─── LINHAS FORNECIDAS ───
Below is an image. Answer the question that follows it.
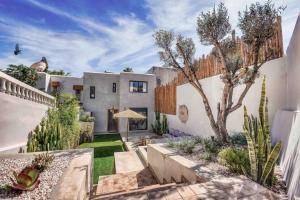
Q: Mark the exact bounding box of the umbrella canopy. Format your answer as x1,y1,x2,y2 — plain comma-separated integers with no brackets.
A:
114,109,146,142
114,109,146,119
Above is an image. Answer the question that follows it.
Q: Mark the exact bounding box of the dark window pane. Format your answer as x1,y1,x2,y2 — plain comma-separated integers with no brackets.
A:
90,86,95,99
129,108,148,130
129,81,148,93
113,83,117,93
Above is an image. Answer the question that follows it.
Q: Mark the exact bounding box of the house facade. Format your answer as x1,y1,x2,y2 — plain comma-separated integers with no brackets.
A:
36,69,165,133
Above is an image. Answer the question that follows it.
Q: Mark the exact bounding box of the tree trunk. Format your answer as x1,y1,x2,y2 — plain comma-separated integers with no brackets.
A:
217,115,229,143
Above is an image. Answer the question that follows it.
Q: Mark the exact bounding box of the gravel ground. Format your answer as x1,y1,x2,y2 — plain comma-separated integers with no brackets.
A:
0,156,72,200
167,146,286,199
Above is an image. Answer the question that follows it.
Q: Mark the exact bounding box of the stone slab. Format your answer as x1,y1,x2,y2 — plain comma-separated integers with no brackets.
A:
114,151,145,174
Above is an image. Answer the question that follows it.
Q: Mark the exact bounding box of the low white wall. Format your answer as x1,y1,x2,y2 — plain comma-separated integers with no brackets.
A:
147,144,207,184
287,15,300,110
272,110,300,199
167,57,286,137
0,93,48,152
272,15,300,199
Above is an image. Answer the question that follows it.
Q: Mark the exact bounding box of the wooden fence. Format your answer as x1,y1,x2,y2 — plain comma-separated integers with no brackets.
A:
155,17,283,115
155,84,176,115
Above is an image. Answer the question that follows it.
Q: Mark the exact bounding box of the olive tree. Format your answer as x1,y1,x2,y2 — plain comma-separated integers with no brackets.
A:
───
Troque "bounding box" por "frame" em todas as linhas acima, sem alterar mais nada, e deixe as imagens de fora da resposta.

Below is an image. Answer the question that follows it.
Q: Mark the exact frame of the umbrella canopy. Format your answer as x1,y1,x2,y2 — plain comma-separated integers with no brackets.
A:
114,109,146,142
114,109,146,119
Above is an image. Answer the question that follows it.
Q: Mark the exact frame of the dark window pane. Format your answer as x1,y1,x2,y2 — plain comma-separated integers with no brackets.
A:
90,86,95,99
129,108,148,130
129,81,148,93
113,83,117,93
Above is an image. Answer the question that follows it.
Q: Mark the exact frame of the house facade. Format your answer as x1,y1,x2,y2 — plain comma-separated integers with no brackets.
A:
36,69,165,133
Above is an image. Answer the question that follows it.
Q: Mark the exact frame of the tree trunk. Format your answer as x1,y1,x2,y2 — plain comma-separated integers with no brackets.
A:
217,115,229,143
Above is an image. Answer the question that follows it.
Q: Mark the exact frame of the gravel ground. Format your answer as x1,y1,x2,y2 — plain comma-separated integers with no brackets.
A:
0,156,72,200
167,146,286,199
Above is an image. Answer the question that follows it.
Q: Mark the exact frame of the stone slab. Format your answer as x1,y1,x2,y2 — plain comma-separated integers with no brackets.
A:
114,151,145,174
Above is an image. Answer the question that follows it.
Q: Mark the exact frame of the low white wall. Format your answer as x1,y1,x2,y2 — plain comma-separated integers with no brackets.
A:
147,144,207,184
287,15,300,110
272,110,300,199
167,57,286,137
0,93,48,152
272,15,300,199
Above is an image. Answer the question that follows it.
Q: Mark the exact frame of the wooden fence. Format your answer as x1,y1,x2,y2 — plain comma-separated integers with no brackets.
A:
155,17,283,115
155,84,176,115
Above is an image. Answer the question that follows it.
Q: Mark the exact frame of the olive tree. Format your answer as x1,y1,x2,y2 — plain comma-separated integers with no brackets.
A:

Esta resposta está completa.